> _Set exercise 1_: In the mailing-list post, which two port numbers does the single SER instance listen on in the example?
> _Set exercise 2_: Please reproduce a passage of the mailing-list post word for word, starting with "Wow! A perfect" and going on through "the mailinglist (e.g.".
> _Set exercise 3_: List every device named in the box diagram of the mailing-list post.

> _Quoted text_:
┌──

Wow! A perfect description. Thanks Jan.
Wouldn't it be a good idea to put such detailed descriptions from the
mailinglist into the README files or any other repository, e.g. FAQomatic?
Sometimes there are really good descriptions on the mailinglist (e.g.
) which
should also be put into the README files.
regards,
klaus
Jan Janak wrote:
Hello,
The development version of SER now includes enhanced NAT support in
registrar and user location database. A small example:
Let's suppose that you have a single SER instance listening on two
ports -- 5060 and 5090. Using a different port seems to be often
necessary because of broken SIP ALGs (Application Level Gateways) that
are often built into DSL routers or other devices. Such ALGs would
mangle SIP requests and responses coming to and from port 5060 and the
only option how to avoid such mangling is using a different port number.
Let's suppose that we have two UAs beind NAT, one of them is configured
to reach SER on port 5060, the other one is configured to use port 5090
(due to the reasons described above):
+---------+
UA1 ---- NAT1 ----| 5060 |
| SER|
UA2 ---- NAT2 ----| 5090 |
+---------+
The previous version of registrar would store the public IP of NAT with
each registered contact, thus it would know how to reach both user
agents.
But, it would not store the port number of SER the UAs used to register
themselves and later, when an INVITE comes, it would not know which
port number (5060 or 5090) it should use as the source port number of
the outgoing INVITE. The previous version would use the default one,
which would be the first one configured in the configuration file
(usually 5060).

└──

> _Stored rows_:
┌──

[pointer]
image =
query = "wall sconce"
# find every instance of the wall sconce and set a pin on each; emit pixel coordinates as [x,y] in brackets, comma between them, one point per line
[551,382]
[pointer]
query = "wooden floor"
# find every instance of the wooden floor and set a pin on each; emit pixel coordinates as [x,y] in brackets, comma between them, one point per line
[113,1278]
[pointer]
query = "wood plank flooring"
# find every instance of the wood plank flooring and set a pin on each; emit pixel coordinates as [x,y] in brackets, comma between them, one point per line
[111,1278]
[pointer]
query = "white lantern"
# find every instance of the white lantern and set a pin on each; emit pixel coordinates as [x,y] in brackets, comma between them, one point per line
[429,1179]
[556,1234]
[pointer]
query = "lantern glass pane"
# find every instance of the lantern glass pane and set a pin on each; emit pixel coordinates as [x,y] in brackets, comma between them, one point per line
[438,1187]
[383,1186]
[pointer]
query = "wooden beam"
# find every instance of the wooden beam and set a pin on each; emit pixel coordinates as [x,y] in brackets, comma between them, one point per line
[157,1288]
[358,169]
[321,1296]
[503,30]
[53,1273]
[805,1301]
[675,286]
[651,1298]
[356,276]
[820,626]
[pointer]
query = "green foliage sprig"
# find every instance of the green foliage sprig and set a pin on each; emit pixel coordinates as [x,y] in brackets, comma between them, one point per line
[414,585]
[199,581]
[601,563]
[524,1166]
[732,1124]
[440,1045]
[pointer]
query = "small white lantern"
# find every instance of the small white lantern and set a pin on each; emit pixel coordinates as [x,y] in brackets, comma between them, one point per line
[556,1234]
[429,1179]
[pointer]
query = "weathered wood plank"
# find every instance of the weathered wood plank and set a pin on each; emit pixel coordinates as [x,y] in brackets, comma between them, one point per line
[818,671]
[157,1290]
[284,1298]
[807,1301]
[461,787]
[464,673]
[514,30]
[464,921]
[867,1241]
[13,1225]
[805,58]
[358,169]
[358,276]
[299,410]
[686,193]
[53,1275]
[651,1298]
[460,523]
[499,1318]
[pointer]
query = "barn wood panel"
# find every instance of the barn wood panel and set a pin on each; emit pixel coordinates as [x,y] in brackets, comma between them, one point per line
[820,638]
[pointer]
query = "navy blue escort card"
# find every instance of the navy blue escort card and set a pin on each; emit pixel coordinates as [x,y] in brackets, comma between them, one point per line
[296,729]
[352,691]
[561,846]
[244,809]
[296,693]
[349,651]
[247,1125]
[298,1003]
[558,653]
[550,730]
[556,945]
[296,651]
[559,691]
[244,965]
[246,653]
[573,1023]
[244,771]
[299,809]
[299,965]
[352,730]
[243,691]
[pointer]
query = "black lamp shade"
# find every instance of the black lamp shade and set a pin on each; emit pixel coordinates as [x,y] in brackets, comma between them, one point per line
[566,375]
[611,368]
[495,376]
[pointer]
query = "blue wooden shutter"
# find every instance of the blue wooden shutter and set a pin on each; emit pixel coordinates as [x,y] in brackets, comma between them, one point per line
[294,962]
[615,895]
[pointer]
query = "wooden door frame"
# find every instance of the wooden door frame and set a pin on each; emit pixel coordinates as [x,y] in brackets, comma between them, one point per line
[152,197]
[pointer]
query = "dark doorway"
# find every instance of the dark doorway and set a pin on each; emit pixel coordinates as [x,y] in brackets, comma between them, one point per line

└──

> _Problem solution 1_: 5060 and 5090.

> _Problem solution 2_:
Wow! A perfect description. Thanks Jan.
Wouldn't it be a good idea to put such detailed descriptions from the
mailinglist into the README files or any other repository, e.g. FAQomatic?
Sometimes there are really good descriptions on the mailinglist (e.g.

> _Problem solution 3_: UA1, NAT1, UA2, NAT2, SER